ASSIGNMENT> Do any lines in the data below contain "river"? If so, copy every one of them.
*** DATA FOR THE TASK ***
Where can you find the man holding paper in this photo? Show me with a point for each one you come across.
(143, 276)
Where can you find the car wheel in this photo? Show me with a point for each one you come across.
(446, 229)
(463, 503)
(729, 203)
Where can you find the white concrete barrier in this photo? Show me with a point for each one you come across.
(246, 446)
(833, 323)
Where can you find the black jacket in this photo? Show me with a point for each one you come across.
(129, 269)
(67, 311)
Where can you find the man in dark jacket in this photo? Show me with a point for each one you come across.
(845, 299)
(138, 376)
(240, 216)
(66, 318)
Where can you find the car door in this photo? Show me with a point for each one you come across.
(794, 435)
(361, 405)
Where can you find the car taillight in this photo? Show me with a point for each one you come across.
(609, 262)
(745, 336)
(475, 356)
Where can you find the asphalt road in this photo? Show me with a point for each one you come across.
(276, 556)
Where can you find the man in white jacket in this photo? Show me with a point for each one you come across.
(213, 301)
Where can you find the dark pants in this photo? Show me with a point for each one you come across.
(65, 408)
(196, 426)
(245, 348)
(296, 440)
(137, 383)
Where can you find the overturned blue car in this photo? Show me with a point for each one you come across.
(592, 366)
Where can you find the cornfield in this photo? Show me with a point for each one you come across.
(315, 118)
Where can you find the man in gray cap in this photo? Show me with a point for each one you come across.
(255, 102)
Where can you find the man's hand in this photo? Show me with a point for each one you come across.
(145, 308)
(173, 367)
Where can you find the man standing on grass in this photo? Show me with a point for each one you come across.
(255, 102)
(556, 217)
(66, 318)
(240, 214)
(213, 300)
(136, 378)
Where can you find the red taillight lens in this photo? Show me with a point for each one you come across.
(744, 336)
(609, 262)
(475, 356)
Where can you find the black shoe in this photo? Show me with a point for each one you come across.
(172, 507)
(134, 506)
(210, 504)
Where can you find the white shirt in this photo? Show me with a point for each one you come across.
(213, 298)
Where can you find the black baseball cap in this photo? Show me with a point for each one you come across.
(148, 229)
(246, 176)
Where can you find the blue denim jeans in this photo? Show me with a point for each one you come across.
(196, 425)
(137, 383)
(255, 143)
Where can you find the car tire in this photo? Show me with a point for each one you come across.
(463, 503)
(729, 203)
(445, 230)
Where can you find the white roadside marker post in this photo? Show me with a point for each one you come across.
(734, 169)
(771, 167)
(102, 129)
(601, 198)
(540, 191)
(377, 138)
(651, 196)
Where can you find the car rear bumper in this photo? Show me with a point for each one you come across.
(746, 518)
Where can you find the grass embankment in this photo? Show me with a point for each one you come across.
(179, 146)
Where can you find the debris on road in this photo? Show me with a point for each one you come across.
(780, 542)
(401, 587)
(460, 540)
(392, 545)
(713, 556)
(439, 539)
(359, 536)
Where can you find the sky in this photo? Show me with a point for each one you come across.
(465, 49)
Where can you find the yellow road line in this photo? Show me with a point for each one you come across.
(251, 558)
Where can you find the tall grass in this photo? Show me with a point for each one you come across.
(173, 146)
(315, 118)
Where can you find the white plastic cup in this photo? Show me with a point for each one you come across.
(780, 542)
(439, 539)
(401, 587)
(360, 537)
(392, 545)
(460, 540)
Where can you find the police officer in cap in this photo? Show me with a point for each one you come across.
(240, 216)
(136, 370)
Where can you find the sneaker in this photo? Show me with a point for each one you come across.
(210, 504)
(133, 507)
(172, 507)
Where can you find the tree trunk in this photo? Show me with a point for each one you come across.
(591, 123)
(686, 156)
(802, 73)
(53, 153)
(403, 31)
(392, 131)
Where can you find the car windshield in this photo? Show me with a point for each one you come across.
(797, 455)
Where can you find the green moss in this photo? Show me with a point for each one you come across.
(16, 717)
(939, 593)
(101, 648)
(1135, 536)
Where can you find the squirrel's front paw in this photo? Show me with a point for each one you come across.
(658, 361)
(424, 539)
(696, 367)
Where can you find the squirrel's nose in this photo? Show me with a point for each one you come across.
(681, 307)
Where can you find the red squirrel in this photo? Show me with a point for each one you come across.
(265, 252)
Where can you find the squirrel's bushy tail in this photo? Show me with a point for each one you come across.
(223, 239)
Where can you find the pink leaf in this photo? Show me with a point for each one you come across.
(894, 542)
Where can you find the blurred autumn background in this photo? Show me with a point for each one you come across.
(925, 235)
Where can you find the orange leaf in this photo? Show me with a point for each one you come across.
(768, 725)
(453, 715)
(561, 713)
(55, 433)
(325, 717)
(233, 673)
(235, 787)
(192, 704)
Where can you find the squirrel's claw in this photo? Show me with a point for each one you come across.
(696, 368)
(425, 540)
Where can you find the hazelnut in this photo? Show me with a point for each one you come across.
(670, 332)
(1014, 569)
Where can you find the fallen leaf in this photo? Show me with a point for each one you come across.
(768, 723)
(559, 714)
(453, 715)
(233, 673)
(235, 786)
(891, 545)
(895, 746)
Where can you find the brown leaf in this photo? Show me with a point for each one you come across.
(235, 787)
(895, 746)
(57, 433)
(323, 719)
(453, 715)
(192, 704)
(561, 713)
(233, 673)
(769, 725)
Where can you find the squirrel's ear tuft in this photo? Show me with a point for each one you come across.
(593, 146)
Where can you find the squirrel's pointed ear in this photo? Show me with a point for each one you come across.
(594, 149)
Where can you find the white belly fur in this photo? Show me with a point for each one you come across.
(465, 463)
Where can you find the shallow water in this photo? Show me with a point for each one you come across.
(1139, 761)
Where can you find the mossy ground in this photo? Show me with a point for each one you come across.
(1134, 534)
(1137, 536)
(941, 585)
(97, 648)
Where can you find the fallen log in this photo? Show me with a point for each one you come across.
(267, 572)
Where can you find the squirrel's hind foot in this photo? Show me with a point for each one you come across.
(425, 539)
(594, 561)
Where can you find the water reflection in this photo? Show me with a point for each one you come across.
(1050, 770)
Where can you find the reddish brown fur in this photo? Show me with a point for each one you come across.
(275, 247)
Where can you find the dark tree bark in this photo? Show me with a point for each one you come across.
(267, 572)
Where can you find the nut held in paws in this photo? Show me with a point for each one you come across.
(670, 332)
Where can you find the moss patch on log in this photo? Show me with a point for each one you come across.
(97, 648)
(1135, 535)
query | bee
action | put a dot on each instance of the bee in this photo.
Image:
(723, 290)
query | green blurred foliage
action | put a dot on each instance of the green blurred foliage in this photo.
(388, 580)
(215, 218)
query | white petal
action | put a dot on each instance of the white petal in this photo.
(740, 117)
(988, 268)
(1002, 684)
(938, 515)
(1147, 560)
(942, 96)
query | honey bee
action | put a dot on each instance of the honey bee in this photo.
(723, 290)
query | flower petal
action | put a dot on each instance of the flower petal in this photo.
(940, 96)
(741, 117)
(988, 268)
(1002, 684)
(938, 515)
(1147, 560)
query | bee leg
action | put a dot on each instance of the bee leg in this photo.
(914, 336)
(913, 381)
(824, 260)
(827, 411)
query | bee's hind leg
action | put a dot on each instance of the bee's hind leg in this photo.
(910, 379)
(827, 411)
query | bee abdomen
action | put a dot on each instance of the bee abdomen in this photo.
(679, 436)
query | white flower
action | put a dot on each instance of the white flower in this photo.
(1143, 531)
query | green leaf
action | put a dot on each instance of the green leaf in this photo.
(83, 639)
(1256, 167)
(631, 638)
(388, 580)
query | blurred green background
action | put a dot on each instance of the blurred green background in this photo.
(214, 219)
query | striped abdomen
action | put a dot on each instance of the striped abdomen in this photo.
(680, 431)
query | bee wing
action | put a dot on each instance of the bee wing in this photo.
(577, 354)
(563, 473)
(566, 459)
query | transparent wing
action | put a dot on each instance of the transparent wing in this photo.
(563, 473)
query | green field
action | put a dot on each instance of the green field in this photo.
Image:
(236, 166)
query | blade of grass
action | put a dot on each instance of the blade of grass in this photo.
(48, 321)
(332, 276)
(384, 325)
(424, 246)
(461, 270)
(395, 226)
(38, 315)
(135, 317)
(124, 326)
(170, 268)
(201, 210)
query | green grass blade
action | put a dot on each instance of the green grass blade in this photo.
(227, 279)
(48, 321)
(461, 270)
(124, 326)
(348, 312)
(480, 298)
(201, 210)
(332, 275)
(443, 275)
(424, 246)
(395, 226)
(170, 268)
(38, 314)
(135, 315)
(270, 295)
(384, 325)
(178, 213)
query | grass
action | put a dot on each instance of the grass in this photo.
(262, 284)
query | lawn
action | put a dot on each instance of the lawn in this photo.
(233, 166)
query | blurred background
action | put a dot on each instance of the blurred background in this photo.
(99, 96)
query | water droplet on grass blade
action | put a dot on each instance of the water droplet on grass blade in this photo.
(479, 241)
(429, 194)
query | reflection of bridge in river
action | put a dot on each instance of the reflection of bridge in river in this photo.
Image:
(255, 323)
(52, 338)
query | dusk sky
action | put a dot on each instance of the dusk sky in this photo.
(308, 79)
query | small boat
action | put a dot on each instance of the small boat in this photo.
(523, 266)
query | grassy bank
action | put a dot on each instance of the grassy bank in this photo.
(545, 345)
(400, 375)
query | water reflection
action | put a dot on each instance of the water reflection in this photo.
*** End of DATA FOR THE TASK ***
SOLUTION TO THIS PROBLEM>
query | reflection of bridge in river
action | put a dot on each instance of the reflection of bridge in river in this photo.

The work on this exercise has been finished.